__TEXT SHOWN__.
──────────────────────────────

MIXTURE of human expertise and deep learning-developing an explainable model for predicting pathological diagnosis and survival in patients with interstitial lung disease

Mod Pathol. 2022 Aug;35(8):1083-1091. doi: 10.1038/s41379-022-01025-7. Epub 2022 Feb 23.


Interstitial pneumonia is a heterogeneous disease with a progressive course and poor prognosis, at times even worse than those in the main cancer types. Histopathological examination is crucial for its diagnosis and estimation of prognosis. However, the evaluation strongly depends on the experience of pathologists, and the reproducibility of diagnosis is low. Herein, we propose MIXTURE (huMan-In-the-loop eXplainable artificial intelligence Through the Use of REcurrent training), an original method to develop deep learning models for extracting pathologically significant findings based on an expert pathologist's perspective with a small annotation effort. The procedure of MIXTURE consists of three steps as follows. First, we created feature extractors for tiles from whole slide images using self-supervised learning. The similar looking tiles were clustered based on the output features and then pathologists integrated the pathologically synonymous clusters. Using the integrated clusters as labeled data, deep learning models to classify the tiles into pathological findings were created by transfer-learning the feature extractors. We developed three models for different magnifications. Using these extracted findings, our model was able to predict the diagnosis of usual interstitial pneumonia, a finding suggestive of progressive disease, with high accuracy (AUC 0.90 in validation set and AUC 0.86 in test set). This high accuracy could not be achieved without the integration of findings by pathologists. The patients predicted as UIP had poorer prognosis (5-year overall survival [OS]: 55.4%) than those predicted as non-UIP (OS: 95.2%). The Cox proportional hazards model for each microscopic finding and prognosis pointed out dense fibrosis, fibroblastic foci, elastosis, and lymphocyte aggregation as independent risk factors. We suggest that MIXTURE may serve as a model approach to different diseases evaluated by medical imaging, including pathology and radiology, and be the prototype for explainable artificial intelligence that can collaborate with humans.

──────────────────────────────

Items contained in a dataset:
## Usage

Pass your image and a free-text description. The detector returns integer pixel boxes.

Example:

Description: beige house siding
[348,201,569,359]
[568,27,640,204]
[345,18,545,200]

──────────────────────────────

__EXERCISE REQUIREMENTS__.
Update the MIXTURE article from "MIXTURE of human" through "2022 Feb 23." so that "idiopathic pulmonary fibrosis" takes the place of "interstitial lung disease".

__TASK OUTPUT__.
MIXTURE of human expertise and deep learning-developing an explainable model for predicting pathological diagnosis and survival in patients with idiopathic pulmonary fibrosis

Mod Pathol. 2022 Aug;35(8):1083-1091. doi: 10.1038/s41379-022-01025-7. Epub 2022 Feb 23.